* [EXCERPT PROVIDED]

________________________

This Saudi woman has made it to the tops of health and medecine and serves as an example to the youngsters in the Arab world wanting to follow her footsteps. Dr. Hanan Balkhy, a leading figure at the World Health Organization (WHO) where she's the executive director of Infection Prevention and Control , has been working around the clock to put an end to coronavirus. . Here's how Dr. Balkhy climbed up the ladder before heading up the stringing fight against this pandemic...
Dr Hanan Balkhy graduate from King Abdulaziz University in Jeddah and completed her paediatric residency at Massachusetts General Hospital in Boston from 1993 till 1996. Her interest towards infectious viruses grew and she followed by a paediatric infectious diseases fellowship till 1999 in Cleveland Clinic Foundation and Case Western Reserve University in Ohio.
Based in Geneva in the WHO headquarters, the acclaimed Saudi female expert is currently the Executive Director, at the WHO's Infection Prevention and Control at the Ministry of National Guard (MNG), assistant director-general for antimicrobial resistance at the WHO and the Director of the GCC center for infection control. Dr Balkhy is also an Associate Professor of King Saud bin Abdulaziz University for Health Science, with over 100 publications in peer-reviewed journals. In short, she's all the goals!
Amidst the COVID-19 outbreak, the National Public Radio (NPR) spoke to Dr. Balkhy on the pandemic diseases and its infectiousness. When asked if people should be wearing masks even if they're not symptomatic, here's what the Saudi doctor who previously worked on the MERS outbreak in Saudi Arabia said:
”The immediate answer is they should not be. If you are asymptomatic, then you should not be wearing a mask or a glove outside in the community because we know that it gives you, first of all, the false sense of security. Number two, I can tell you by walking in the streets and talking to my colleagues out there, most of the people who are wearing masks out there are wearing them incorrectly. They're not putting the metal over their nose. They're not securing the leakage of air. However, what would be a good time to put on the mask? Let's say in the scenarios where you have a patient who is home-isolated because of mild disease- that person has sputum, has phlegm. The burden of the pathogen in his immediate environment needs to be minimized, and putting a mask on at home might help him.”

________________________

* [TRY IT]
Answer these questions from the article about Dr. Hanan Balkhy:
1. At which hospital did she complete her pediatric residency, and in what years?
2. How many publications in peer-reviewed journals does she have?
3. What two mistakes does she say most people wearing masks in the streets are making?
The items that follow have no connection to the article about Dr. Hanan Balkhy.

________________________

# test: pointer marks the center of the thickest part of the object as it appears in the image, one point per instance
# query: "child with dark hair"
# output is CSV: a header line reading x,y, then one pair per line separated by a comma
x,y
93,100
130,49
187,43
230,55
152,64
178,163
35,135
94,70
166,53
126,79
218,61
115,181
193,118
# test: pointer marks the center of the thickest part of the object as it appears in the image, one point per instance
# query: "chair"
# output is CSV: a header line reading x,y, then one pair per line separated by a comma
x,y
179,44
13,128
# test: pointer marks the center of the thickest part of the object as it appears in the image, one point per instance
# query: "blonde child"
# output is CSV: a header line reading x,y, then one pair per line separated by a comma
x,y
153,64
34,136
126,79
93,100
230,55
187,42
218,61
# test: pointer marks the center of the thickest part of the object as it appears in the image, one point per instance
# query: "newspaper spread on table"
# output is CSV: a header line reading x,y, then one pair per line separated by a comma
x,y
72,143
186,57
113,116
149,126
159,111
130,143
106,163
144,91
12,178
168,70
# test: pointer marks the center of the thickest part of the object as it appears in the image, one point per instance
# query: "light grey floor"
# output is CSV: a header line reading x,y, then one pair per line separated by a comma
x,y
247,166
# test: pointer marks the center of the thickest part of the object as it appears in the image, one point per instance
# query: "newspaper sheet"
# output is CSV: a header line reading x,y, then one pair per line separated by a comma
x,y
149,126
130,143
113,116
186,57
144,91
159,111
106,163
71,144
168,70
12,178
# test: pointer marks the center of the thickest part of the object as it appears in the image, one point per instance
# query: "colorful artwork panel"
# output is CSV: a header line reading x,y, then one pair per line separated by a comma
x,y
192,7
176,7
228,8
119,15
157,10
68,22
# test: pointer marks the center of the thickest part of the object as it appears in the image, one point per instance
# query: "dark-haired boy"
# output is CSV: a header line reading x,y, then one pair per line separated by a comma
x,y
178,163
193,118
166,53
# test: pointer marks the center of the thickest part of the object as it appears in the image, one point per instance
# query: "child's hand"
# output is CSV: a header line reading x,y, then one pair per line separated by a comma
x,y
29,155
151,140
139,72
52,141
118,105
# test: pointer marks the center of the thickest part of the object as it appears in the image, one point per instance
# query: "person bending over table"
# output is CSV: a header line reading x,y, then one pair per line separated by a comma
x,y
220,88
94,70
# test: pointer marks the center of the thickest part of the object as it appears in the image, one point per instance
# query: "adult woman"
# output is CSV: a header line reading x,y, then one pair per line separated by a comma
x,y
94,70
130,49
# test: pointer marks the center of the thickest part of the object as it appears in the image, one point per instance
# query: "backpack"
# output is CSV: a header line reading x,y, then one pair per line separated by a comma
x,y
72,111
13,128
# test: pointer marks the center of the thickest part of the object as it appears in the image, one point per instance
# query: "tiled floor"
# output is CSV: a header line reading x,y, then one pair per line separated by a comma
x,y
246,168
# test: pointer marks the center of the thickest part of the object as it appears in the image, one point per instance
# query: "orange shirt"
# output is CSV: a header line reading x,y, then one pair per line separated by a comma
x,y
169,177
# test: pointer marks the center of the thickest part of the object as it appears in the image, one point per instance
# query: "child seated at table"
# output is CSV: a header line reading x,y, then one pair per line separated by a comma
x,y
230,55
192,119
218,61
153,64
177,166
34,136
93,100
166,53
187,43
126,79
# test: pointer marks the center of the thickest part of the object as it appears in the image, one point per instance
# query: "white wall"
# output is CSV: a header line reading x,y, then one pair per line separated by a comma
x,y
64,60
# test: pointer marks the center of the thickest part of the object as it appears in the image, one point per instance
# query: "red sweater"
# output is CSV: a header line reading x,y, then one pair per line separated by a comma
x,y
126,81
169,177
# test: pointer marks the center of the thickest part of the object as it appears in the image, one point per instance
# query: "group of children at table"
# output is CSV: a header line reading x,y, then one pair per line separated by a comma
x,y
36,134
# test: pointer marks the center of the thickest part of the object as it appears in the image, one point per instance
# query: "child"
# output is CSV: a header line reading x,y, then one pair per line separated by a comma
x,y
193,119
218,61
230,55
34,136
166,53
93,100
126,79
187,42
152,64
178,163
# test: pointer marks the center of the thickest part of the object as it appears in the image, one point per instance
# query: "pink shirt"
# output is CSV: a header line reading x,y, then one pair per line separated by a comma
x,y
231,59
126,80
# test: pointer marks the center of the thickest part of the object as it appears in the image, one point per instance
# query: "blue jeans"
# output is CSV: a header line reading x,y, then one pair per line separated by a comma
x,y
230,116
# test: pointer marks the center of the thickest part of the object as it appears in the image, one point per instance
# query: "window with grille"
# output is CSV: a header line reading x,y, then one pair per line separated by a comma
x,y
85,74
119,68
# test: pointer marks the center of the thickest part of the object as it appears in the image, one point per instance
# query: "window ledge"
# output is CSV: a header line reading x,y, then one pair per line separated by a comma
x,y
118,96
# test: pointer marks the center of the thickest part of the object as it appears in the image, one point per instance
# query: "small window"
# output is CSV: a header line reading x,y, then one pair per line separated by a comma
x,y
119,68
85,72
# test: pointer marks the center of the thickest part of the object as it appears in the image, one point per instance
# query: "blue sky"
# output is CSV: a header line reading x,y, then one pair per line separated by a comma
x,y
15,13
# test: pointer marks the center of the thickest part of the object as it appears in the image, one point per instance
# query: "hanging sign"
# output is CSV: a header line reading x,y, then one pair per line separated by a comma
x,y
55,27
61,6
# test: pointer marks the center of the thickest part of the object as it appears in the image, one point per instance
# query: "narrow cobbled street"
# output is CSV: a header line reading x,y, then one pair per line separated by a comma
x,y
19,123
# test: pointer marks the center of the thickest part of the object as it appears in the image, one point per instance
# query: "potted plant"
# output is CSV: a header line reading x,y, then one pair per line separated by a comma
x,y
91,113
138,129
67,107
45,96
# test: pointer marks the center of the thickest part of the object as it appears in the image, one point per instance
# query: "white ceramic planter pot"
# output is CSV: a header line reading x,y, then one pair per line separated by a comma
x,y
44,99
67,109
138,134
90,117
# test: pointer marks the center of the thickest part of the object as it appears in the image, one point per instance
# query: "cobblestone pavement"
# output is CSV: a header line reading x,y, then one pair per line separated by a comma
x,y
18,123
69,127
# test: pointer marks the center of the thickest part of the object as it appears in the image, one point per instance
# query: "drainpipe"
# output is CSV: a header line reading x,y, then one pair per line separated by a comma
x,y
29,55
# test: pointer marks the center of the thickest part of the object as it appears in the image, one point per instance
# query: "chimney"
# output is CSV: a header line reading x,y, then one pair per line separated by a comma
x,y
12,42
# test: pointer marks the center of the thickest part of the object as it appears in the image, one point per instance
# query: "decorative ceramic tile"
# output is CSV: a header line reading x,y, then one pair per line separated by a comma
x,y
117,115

________________________

* [RESULT FOR THIS TASK]
1. She completed her pediatric residency at Massachusetts General Hospital in Boston from 1993 to 1996.
2. She has over 100 publications in peer-reviewed journals.
3. They are not putting the metal over their nose, and they are not securing the leakage of air.